[Stored entries]

# # # # #

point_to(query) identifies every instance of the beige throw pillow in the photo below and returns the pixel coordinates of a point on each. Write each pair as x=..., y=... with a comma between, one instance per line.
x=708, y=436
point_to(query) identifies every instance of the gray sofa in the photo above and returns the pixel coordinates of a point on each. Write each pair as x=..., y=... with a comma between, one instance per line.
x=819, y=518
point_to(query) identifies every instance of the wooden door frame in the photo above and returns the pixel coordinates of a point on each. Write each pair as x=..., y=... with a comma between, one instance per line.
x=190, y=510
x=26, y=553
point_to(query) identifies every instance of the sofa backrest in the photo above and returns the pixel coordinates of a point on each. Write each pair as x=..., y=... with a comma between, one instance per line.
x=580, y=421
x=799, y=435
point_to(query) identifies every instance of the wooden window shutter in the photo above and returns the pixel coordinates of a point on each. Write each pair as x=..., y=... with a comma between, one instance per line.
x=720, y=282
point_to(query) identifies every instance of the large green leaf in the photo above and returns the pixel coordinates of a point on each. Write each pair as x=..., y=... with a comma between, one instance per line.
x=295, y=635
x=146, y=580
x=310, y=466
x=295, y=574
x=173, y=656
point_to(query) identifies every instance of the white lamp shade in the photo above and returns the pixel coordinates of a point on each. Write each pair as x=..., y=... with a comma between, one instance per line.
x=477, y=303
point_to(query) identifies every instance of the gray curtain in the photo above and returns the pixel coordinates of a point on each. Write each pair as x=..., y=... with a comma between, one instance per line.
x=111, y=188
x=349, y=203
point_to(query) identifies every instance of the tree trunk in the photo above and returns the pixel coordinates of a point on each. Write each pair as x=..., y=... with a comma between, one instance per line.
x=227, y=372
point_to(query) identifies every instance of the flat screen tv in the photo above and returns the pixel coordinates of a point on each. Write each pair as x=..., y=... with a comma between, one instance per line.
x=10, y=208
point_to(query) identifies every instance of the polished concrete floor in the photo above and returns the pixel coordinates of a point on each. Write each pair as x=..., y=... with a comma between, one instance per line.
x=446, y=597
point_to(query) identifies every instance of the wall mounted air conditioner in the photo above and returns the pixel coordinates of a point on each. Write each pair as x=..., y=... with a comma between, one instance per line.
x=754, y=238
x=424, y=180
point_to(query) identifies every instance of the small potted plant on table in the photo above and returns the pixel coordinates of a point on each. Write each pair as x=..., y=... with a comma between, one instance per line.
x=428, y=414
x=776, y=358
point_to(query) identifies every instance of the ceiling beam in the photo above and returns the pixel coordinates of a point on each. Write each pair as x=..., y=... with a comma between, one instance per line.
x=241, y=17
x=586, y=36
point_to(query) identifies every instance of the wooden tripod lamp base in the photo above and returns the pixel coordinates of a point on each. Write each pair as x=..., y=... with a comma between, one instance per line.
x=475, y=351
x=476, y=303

# # # # #

Give back the data exactly.

point_to(query) identifies every instance of the beige throw pillow in the photo below and returns the pixel coordinates of a point on each. Write each pair as x=..., y=... with a comma between, one instance per line.
x=708, y=436
point_to(query) identifies every instance of the gray sofa in the photo above and returns the pixel coordinates of a point on each. Write each pair as x=..., y=... with a comma between, one instance per line.
x=819, y=518
point_to(query) identifies every instance of the wooden door frame in the photo above and returns the pixel coordinates of a point on each. Write each pair as x=..., y=... with a comma between, one instance per line.
x=190, y=510
x=26, y=553
point_to(query) identifies every instance of the sofa backrest in the photo above and returns the pixel coordinates of a point on each. Write each pair as x=..., y=... with a comma between, one instance per line.
x=580, y=421
x=799, y=435
point_to(query) identifies every instance of the wooden window shutter in the photo above and returns the pixel coordinates of a point on each. Write each pair as x=..., y=... with a comma between, one instance per line.
x=720, y=282
point_to(query) identifies every instance of the large green leaf in the photo above and returns the pixel coordinates of a point on each. Write each pair as x=..., y=... with a comma between, one instance per line.
x=295, y=635
x=146, y=580
x=310, y=466
x=295, y=574
x=173, y=656
point_to(query) identifies every instance of the white lamp shade in the photo above and returns the pixel coordinates of a point on each. Write each pair as x=..., y=... with a comma between, one instance per line.
x=477, y=303
point_to(query) identifies every instance of the gray curtain in the photo above and returns the pixel coordinates of a point on each. Write each pair as x=..., y=... with a comma between, one instance per line.
x=111, y=188
x=349, y=203
point_to(query) identifies every instance of the tree trunk in the photo above and returns the pixel coordinates of a point on each. Write each pair as x=..., y=... with a comma between, one instance per line.
x=227, y=372
point_to(query) identifies every instance of the flat screen tv in the photo above and returns the pixel coordinates of a point on each. Write each pair as x=..., y=... with a comma between, one instance per line.
x=10, y=208
point_to(query) identifies every instance of the polished concrete floor in the photo above and returns the pixel coordinates of a point on each. Write each pair as x=..., y=... with a comma between, one instance per line.
x=446, y=597
point_to(query) identifies every instance of the wall mounted air conditioner in the photo above and returns the pixel coordinates of a point on each. Write each pair as x=..., y=... with a comma between, one instance per line.
x=754, y=238
x=424, y=180
point_to(query) identifies every instance of the small potted plant on table in the photo above and returns the pixel coordinates of a point on each. Write each pair as x=..., y=... with a comma between, one instance per line.
x=428, y=414
x=776, y=358
point_to(query) identifies every instance of the ceiling beam in the photo above and returns the pixel coordinates of a point on each. Write each pair as x=..., y=... with a comma between, one instance per line.
x=241, y=17
x=586, y=36
point_to(query) identifies every instance of the wooden tripod lamp base in the photo above and returns the pixel coordinates of a point on each. Write each pair as x=..., y=... with a comma between, one instance per line.
x=475, y=351
x=476, y=303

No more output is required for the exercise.